== Brano del documento ==
════════════════════
Commemorazione di Vegliante Torri “Ivan”
26 gennaio 2024, Villa di Panicale
Intervento di Giorgio Pagano

Vegliante Torri nacque a Miscoso di Ramiseto il 16 dicembre 1921.
Il padre, nativo di Succiso, morì prematuramente.
La madre, Antonia Dolci, si trasferì, vedova, alla Spezia per lavorare in uno stabilimento militare. Era il 1937.
Vegliante visse alla Spezia.
Dopo l’8 settembre lo stabilimento fu trasferito a Ponterotto.
Vegliante e la madre andarono a vivere a Monti di Licciana.
Lui faceva il fattorino e l’impiegato.
Era stato esonerato perché figlio di madre vedova.
Dopo l’8 settembre aderì alla Resistenza.
I primi contatti li ebbe, tra gli altri, con Edoardo Bassignani “Ebio”, il principale organizzatore della Resistenza partigiana su questi monti.
In contatto con il CLN e il PCI spezzino “Ebio” fece salire ai monti giovani spezzini, sarzanesi, lericini, nonché russi che ospitava: furono le vittime del primo eccidio partigiano in queste zone il 14 marzo 1944 sul monte Barca. Gli altri furono uccisi a Valmozzola il 17 marzo.
“Ebio” organizzò poi la salita ai monti di tanti giovani del Liccianese e del Bagnonese.
Tra loro c’era Vegliante.
Era esonerato.
Non era un militare sbandato. Non era un renitente alla leva.
La sua fu dunque una scelta del tutto libera, esistenziale e poi sempre più politica: per la libertà e per l’uguaglianza.
Victor sul “Tribuno del popolo” del 30 gennaio 1946 riportò le sue parole:
“L’egoismo deve essere distrutto, per il bene della comunità”.
Nello Quartieri “Italiano” fece scrivere nel cippo:
“Vi lascio i sogni della mia giovinezza, la meravigliosa illusione di un mondo di uomini liberi e uguali”.
Vegliante è un simbolo del comunismo fraterno della civiltà contadina: pensiamo al rito della comunione del cibo nelle bande.
════════════════════
== Righe ==

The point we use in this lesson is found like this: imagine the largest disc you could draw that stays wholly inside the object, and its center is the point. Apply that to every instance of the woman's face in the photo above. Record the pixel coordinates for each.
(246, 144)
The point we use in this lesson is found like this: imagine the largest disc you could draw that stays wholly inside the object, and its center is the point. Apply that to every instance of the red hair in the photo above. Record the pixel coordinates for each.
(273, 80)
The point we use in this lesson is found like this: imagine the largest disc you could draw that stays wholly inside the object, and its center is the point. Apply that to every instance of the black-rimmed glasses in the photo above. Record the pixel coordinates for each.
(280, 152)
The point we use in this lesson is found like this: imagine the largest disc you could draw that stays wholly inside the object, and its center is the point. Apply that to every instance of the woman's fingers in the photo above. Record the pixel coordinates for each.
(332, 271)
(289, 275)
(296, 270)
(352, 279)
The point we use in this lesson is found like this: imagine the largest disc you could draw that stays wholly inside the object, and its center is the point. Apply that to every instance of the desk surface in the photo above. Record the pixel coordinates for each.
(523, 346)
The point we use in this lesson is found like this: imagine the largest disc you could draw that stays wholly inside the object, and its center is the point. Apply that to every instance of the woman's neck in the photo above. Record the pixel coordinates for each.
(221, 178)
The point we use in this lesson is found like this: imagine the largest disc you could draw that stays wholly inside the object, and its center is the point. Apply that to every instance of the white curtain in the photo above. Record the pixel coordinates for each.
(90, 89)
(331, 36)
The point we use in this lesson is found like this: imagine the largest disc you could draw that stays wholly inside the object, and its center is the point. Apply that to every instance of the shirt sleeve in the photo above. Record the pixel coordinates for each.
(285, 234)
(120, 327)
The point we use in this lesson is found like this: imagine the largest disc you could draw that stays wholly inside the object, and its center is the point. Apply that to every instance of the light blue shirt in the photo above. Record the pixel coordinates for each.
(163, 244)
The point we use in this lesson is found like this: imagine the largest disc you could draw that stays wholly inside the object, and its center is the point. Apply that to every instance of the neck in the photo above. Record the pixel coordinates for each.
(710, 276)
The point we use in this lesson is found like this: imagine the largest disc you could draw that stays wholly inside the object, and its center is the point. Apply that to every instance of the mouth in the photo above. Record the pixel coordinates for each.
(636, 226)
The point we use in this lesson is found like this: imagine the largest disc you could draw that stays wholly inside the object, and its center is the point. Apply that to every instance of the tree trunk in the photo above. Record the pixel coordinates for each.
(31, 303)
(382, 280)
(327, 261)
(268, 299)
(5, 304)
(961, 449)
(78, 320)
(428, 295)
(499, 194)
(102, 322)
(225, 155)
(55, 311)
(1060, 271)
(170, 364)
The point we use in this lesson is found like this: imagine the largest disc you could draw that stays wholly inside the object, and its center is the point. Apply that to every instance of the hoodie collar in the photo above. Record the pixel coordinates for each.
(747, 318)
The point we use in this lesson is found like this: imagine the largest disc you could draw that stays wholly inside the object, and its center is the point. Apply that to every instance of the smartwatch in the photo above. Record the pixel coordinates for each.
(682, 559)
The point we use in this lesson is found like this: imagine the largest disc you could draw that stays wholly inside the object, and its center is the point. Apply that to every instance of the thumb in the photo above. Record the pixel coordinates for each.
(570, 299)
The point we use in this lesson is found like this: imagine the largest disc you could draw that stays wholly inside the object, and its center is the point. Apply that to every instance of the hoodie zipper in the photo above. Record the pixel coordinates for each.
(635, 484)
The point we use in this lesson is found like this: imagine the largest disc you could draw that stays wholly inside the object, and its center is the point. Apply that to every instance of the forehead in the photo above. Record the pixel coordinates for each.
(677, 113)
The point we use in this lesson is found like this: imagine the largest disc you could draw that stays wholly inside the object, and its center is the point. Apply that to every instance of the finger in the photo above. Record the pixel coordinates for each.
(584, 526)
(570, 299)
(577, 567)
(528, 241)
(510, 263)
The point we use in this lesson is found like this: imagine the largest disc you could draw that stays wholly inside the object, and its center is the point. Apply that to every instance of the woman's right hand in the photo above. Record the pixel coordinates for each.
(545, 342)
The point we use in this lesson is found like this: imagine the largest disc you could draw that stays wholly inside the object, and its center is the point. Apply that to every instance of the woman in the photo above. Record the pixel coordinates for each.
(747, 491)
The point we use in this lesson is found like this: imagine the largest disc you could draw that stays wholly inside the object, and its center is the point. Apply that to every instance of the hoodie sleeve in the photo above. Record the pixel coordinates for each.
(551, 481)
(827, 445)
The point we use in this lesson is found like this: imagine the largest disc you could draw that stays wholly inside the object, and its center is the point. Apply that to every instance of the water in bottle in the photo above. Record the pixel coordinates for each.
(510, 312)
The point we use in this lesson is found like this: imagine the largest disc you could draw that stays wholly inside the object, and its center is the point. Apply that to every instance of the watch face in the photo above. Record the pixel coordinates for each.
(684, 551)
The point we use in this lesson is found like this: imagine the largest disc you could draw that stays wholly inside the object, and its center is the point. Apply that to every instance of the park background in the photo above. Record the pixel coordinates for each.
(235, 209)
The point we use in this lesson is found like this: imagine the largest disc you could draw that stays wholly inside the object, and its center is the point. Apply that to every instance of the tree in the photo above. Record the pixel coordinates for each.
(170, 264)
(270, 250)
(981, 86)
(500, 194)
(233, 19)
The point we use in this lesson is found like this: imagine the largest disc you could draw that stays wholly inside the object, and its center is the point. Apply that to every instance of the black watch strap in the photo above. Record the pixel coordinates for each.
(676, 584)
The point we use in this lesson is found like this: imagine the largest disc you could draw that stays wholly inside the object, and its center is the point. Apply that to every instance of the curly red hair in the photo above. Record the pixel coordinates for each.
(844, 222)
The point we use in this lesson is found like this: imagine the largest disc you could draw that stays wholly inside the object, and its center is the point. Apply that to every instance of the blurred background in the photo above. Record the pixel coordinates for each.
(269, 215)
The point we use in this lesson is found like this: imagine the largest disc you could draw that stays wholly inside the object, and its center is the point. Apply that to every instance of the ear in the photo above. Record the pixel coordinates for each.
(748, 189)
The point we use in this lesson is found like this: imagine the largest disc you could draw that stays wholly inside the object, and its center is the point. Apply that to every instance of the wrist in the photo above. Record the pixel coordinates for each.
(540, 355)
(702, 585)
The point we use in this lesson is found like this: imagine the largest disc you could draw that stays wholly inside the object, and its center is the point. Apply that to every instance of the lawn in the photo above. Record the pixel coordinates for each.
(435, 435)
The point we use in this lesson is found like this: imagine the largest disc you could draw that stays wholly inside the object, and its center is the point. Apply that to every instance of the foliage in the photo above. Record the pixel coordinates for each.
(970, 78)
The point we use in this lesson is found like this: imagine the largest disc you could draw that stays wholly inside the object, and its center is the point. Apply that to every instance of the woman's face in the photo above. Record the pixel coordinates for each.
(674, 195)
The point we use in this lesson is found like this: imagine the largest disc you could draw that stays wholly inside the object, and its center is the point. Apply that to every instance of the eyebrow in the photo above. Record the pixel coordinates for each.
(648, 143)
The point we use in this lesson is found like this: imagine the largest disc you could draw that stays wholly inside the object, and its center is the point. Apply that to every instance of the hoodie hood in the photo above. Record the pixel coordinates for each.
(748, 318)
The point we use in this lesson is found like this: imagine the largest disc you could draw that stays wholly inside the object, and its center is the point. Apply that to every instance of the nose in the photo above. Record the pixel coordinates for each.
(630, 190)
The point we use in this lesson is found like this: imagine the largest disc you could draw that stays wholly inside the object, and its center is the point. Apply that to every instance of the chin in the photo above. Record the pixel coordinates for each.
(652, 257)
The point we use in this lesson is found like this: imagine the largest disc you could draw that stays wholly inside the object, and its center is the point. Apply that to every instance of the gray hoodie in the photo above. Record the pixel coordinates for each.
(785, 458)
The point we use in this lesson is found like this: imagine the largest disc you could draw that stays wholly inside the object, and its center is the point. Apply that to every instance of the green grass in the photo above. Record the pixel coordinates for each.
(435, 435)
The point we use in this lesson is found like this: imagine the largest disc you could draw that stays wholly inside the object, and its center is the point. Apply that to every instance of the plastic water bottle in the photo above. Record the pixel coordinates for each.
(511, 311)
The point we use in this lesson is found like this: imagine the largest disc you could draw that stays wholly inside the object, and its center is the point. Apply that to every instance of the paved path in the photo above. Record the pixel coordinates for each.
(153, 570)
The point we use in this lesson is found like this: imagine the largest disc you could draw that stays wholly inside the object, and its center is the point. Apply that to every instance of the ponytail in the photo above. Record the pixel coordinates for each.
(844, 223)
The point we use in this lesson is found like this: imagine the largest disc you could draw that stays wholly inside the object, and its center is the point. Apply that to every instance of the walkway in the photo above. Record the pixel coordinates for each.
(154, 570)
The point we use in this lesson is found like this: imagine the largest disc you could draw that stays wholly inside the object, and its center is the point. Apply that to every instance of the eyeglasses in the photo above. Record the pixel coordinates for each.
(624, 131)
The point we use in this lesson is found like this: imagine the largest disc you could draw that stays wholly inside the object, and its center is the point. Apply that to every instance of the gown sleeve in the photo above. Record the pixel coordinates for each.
════════════════════
== Compiti da svolgere ==
1. Nella commemorazione di Vegliante Torri, perché Vegliante era stato esonerato?
2. Scrivi il seguito della commemorazione di Vegliante Torri, partendo subito dopo la sua ultima frase.
Le righe non servono a nulla in questo lavoro.

== Risposte attese ==
1. Perché era figlio di madre vedova.

2.
Giovane valoroso e coraggioso, Vegliante – nome di battaglia “Ivan” – divenne comandante di un distaccamento della Brigata Borrini, il Distaccamento Giannotti.
La Brigata era erede della 37b, sorta dopo l’eccidio del monte Barca, sgominata nel terribile rastrellamento in Lunigiana del 30 giugno 1944 e dei giorni successivi. I comandanti della 37b furono prima Ernesto Parducci “Giovanni”, l’unico sopravvissuto sul monte Barca, poi Piero Galantini “Federico”, entrambi sarzanesi.
Ricordiamo le vittime del rastrellamento del luglio 1944, in particolare Adelmo Bottero e il suo calvario: ferito e catturato, fu torturato, legato alla ringhiera della chiesa del paese di Lusana, fucilato il 4 luglio e lasciato esposto per alcuni giorni. La popolazione fu costretta ad assistere al massacro. Bottero, prima di morire, gridò “Viva l’Italia”. Era un geometra di Villafranca Lunigiana, studente di Ingegneria, cattolico. Gli sarà intitolato uno dei distaccamenti della Brigata Muccini, che opererà in Val di Magra,
Dopo luglio ci fu un lento ricomporsi. La Borrini nacque ad agosto.
Ruffo Logli fu nominato comandante della Brigata, era stato partigiano con Bottero nella 37b. Commissario politico fu Bassignani. Ma le funzioni reali di commissario erano svolte da Giulio Pelliccia.
La Borrini fu attiva: ricordiamo l’attacco alla caserma di Virgoletta e altre azioni, fino al dicembre ‘44.
Logli tenne i collegamenti con la 1a Divisione Liguria e incontrò il suo comandante Fontana. La Brigata fu presente al convegno dei comandanti e dei commissari della 1a Divisione Liguria (17 novembre 1944, Sesta Godano) e fece parte della IV Zona operativa, fino al marzo 1945.
La Borrini si giovò dell’inserimento di elementi provenienti da altre formazioni: Pierino Razzoli e Gerolamo Balestracci dal Picelli, Settimio Simonini dalla Vanni e Costantino Cirelli dalla Muccini.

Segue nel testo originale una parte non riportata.